*What is needed*.
Gather every line in the listing below that contains the string "shaded", matching case exactly.

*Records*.
####

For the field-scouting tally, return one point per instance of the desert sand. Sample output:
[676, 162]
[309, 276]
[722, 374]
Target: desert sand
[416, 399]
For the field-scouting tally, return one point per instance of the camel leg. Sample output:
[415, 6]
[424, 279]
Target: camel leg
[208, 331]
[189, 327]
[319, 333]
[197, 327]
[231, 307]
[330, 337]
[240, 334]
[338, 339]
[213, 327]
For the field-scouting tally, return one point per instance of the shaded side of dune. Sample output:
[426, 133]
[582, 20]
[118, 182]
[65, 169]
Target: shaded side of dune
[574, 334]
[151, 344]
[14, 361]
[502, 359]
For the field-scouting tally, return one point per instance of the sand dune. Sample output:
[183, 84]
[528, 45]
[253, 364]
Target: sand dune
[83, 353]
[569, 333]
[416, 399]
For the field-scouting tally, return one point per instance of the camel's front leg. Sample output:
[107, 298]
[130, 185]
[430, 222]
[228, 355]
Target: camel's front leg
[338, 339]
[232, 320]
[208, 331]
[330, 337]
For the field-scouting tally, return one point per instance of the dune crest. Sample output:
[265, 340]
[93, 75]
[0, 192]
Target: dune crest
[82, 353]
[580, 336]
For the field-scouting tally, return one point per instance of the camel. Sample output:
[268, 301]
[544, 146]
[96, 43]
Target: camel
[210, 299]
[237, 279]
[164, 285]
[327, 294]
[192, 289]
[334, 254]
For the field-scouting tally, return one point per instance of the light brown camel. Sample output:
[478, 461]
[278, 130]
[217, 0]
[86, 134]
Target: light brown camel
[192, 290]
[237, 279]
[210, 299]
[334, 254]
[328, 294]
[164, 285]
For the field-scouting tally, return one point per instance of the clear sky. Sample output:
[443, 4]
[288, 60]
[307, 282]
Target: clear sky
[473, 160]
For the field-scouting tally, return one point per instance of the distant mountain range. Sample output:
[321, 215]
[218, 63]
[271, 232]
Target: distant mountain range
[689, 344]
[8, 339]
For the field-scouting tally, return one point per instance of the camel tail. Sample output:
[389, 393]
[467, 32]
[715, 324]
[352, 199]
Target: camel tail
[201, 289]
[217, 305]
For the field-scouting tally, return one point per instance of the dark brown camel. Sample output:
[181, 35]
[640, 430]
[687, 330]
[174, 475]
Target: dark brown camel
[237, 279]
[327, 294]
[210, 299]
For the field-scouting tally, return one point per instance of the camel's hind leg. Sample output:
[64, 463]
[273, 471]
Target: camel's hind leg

####

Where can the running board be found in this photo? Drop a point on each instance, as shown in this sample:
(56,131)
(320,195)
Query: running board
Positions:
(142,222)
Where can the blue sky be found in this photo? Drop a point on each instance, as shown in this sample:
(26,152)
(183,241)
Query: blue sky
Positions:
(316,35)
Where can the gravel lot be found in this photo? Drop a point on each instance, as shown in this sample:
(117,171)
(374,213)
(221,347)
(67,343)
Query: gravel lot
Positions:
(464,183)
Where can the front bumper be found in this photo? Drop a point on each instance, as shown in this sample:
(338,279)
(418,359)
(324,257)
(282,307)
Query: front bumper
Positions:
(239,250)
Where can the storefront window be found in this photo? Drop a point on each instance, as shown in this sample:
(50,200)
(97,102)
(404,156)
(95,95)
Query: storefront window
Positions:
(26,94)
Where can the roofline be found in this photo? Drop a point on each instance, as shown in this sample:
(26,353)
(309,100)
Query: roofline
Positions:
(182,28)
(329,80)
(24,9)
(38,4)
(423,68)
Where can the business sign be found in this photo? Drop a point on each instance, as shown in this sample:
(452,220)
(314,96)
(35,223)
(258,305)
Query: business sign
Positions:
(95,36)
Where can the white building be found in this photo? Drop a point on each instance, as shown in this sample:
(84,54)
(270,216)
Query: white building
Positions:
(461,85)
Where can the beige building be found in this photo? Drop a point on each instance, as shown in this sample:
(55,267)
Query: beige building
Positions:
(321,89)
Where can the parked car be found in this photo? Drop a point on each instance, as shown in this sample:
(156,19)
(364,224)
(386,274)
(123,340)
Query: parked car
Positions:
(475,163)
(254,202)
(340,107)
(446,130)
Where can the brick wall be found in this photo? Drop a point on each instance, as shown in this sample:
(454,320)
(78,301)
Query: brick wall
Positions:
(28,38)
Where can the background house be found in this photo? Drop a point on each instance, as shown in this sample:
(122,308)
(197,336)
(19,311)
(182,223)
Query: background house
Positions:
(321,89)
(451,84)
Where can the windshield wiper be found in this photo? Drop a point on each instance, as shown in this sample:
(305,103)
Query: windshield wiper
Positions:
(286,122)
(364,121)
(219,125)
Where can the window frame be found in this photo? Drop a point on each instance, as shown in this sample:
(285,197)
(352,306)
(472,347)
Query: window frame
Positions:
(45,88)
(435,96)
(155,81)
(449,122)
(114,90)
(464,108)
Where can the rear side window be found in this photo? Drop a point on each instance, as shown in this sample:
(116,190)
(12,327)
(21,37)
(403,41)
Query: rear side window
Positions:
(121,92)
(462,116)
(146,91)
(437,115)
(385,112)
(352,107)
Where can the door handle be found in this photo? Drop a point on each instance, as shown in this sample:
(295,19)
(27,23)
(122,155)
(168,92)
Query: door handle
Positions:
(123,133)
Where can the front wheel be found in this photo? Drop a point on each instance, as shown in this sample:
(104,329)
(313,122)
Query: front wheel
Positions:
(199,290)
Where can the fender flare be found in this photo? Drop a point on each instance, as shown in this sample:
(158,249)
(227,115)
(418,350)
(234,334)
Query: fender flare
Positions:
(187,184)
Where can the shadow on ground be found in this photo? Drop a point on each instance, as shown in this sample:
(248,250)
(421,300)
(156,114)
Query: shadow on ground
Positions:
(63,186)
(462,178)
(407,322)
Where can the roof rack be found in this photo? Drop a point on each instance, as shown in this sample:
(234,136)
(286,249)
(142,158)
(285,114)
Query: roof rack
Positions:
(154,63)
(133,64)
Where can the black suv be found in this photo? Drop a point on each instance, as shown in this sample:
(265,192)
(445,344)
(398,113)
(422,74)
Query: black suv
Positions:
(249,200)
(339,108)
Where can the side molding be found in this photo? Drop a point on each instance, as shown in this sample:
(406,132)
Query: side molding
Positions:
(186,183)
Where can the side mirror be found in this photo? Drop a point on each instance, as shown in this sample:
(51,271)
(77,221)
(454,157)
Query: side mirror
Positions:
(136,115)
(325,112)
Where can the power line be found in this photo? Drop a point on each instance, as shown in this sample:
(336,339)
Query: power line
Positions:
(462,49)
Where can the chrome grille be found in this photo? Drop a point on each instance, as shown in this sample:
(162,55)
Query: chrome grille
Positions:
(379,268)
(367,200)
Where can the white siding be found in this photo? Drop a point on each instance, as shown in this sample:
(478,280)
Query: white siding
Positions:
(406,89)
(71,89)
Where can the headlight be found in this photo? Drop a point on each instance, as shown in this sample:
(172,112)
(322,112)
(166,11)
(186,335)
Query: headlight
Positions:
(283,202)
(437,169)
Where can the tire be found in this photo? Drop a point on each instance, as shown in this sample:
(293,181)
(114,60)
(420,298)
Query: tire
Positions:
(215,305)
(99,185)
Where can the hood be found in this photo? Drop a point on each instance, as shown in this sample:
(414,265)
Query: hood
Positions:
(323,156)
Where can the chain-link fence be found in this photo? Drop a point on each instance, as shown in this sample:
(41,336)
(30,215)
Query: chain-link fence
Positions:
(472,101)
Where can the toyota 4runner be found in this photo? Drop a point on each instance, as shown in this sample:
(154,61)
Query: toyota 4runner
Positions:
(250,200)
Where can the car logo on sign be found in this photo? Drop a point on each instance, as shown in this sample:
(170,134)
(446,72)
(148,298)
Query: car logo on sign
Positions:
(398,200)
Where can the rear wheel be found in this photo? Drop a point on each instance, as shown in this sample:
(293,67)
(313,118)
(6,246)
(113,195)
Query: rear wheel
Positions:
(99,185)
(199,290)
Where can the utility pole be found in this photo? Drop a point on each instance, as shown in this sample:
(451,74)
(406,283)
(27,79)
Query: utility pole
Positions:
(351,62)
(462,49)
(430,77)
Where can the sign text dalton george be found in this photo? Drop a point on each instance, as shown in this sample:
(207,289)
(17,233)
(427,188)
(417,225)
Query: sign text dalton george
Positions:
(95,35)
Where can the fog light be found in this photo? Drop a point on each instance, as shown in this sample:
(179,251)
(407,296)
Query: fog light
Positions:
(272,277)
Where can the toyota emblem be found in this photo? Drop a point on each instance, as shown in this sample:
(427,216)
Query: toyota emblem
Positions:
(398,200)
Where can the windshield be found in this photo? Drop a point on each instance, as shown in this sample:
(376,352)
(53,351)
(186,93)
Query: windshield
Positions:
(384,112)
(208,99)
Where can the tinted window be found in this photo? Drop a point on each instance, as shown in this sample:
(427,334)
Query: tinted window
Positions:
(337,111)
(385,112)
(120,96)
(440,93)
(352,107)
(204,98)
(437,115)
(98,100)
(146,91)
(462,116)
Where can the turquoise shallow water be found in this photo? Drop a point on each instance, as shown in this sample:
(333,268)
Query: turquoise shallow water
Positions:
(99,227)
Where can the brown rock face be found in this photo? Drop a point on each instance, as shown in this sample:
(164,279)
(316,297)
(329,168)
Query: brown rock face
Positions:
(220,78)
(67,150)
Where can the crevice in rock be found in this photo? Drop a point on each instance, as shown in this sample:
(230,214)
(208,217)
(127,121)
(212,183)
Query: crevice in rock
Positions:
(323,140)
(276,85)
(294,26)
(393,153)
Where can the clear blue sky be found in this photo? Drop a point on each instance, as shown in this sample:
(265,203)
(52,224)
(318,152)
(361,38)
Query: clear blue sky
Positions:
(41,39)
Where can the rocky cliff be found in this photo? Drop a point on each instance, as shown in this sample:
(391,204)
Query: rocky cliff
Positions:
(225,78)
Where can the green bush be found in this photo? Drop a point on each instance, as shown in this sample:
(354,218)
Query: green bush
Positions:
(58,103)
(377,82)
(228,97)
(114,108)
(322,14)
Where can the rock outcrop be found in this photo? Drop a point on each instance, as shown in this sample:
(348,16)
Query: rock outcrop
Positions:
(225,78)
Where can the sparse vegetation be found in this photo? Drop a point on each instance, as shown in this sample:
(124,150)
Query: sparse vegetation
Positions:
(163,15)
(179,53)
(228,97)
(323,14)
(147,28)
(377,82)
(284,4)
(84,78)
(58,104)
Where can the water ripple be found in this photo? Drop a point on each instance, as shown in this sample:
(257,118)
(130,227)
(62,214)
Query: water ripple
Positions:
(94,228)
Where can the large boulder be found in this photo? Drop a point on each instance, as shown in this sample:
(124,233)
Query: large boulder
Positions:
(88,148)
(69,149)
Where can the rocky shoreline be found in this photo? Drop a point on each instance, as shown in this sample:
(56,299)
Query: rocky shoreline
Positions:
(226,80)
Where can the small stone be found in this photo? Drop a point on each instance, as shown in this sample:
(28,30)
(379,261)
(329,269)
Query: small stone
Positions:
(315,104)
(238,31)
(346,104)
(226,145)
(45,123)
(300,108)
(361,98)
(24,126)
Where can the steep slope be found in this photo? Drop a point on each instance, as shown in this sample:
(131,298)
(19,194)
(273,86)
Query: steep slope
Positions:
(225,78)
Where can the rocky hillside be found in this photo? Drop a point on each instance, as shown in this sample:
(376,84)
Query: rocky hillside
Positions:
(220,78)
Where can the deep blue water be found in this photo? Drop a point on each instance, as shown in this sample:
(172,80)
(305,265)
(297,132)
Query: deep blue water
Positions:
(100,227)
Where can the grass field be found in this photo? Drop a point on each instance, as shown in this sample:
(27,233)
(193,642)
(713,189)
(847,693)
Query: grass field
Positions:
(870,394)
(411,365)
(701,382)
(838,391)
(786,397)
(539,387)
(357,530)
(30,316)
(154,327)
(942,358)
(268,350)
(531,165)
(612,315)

####

*Output*.
For the field-scouting tally, return one point per instance of the shaded side of dune. Sample output:
Target: shaded side of dune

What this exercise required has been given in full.